Source extract ::

TEXT2PCAP(1)   TEXT2PCAP(1)

text2pcap - Generate a capture file from an ASCII hexdump of packets

text2pcap-a ] [ -b 2|8|16|64 ] [ -D ] [ -e <ethertype> ] [ -E <encapsulation type> ] [ -F <file format> ] [ -i <proto> ] [ -l <typenum> ] [ -N <intf-name> ] [ -m <max-packet> ] [ -o hex|oct|dec|none ] [ -q ] [ -r <regex> ] [ -s <srcport>,<destport>,<tag> ] [ -S <srcport>,<destport>,<ppi> ] [ -t <timefmt> ] [ -T <srcport>,<destport> ] [ -u <srcport>,<destport> ] [ -4 <srcip>,<destip> ] [ -6 <srcip>,<destip> ] <infile>|- <outfile>|-

text2pcap -h|--help

text2pcap -v|--version

Text2pcap is a program that reads in an ASCII hex dump and writes the data described into a capture file. text2pcap can read hexdumps with multiple packets in them, and build a capture file of multiple packets. Text2pcap is also capable of generating dummy Ethernet, IP, and UDP, TCP or SCTP headers, in order to build fully processable packet dumps from hexdumps of application-level data only.

Text2pcap can write the file in several output formats. The -F flag can be used to specify the format in which to write the capture file, text2pcap -F provides a list of the available output formats. By default, it writes the packets to outfile in the pcapng file format. Text2cap also supports compression formats, which can be specified with the --compress options. If that option is not given, the the desired compression method, if any, is deduced from the extension of outfile; e.g. if it has the extension '.gz', then the output file is compressed to a gzip archive.

Text2pcap understands a hexdump of the form generated by od -Ax -tx1 -v. In other words, each byte is individually displayed, with spaces separating the bytes from each other. Hex digits can be upper or lowercase.

In normal operation, each line must begin with an offset describing the position in the packet, followed a colon, space, or tab separating it from the bytes. There is no limit on the width or number of bytes per line, but lines with only hex bytes without a leading offset are ignored (in other words, line breaks should not be inserted in long lines that wrap.) Offsets are more than two digits; they are in hex by default, but can also be in octal or decimal - see -o. Each packet must begin with offset zero, and an offset zero indicates the beginning of a new packet. Offset values must be correct; an unexpected value causes the current packet to be aborted and the next packet start awaited. There is also a single packet mode with no offsets; see -o.

Packets may be preceded by a direction indicator ('I' or 'O') and/or a timestamp if indicated by the command line (see -D and -t). If both are present, the direction indicator precedes the timestamp. The format of the timestamps is specified as a mandatory parameter to -t. If no timestamp is parsed, in the case of the first packet the current system time is used, while subsequent packets are written with timestamps one microsecond later than that of the previous packet.

Point placement records ::
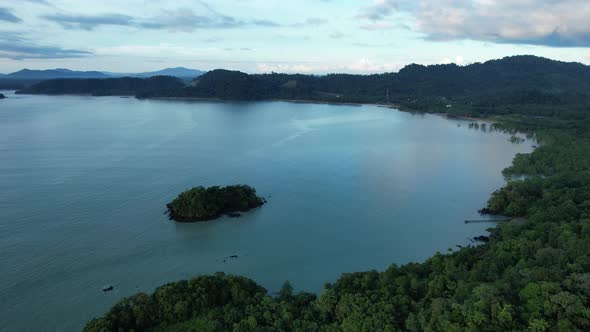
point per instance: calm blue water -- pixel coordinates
(84, 182)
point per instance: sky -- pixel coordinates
(305, 36)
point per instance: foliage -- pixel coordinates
(533, 274)
(105, 87)
(199, 203)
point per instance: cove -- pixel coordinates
(84, 182)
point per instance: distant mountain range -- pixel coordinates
(180, 72)
(31, 74)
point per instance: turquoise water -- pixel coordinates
(84, 182)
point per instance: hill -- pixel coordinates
(518, 84)
(180, 72)
(523, 79)
(105, 87)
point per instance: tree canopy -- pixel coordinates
(200, 203)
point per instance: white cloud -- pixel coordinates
(554, 23)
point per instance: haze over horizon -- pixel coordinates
(307, 36)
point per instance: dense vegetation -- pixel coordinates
(200, 204)
(104, 87)
(532, 275)
(525, 85)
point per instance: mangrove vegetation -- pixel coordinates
(201, 204)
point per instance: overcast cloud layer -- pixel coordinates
(309, 36)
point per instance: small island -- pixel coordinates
(202, 204)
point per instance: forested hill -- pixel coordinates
(104, 87)
(470, 90)
(508, 75)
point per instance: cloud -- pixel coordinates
(555, 23)
(337, 35)
(89, 22)
(14, 46)
(379, 10)
(182, 19)
(7, 15)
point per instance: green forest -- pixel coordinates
(201, 204)
(532, 275)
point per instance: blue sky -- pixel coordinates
(308, 36)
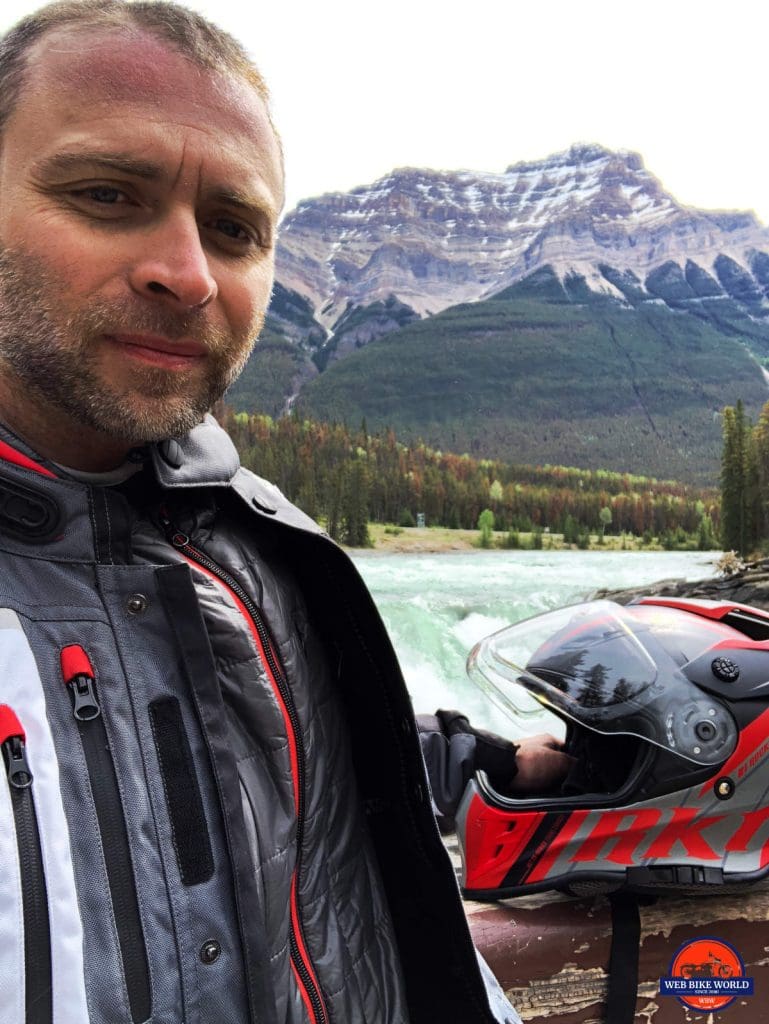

Written instruction 1 ::
Summarize the text2pcap manual page in two sentences.
Written instruction 2 ::
Transcribe the stretch of the text2pcap manual page from "Text2pcap is a program" through "application-level data only.".
The records can be left aside.

Task result 1 ::
Text2pcap reads an ASCII hex dump that may hold multiple packets and writes it into a capture file, in pcapng format by default, with optional compression and optional dummy Ethernet, IP, and UDP, TCP or SCTP headers. It expects the form produced by od -Ax -tx1 -v, with each line starting with an offset, each packet beginning at offset zero, and an optional direction indicator and/or timestamp before each packet.

Task result 2 ::
Text2pcap is a program that reads in an ASCII hex dump and writes the data described into a capture file. text2pcap can read hexdumps with multiple packets in them, and build a capture file of multiple packets. Text2pcap is also capable of generating dummy Ethernet, IP, and UDP, TCP or SCTP headers, in order to build fully processable packet dumps from hexdumps of application-level data only.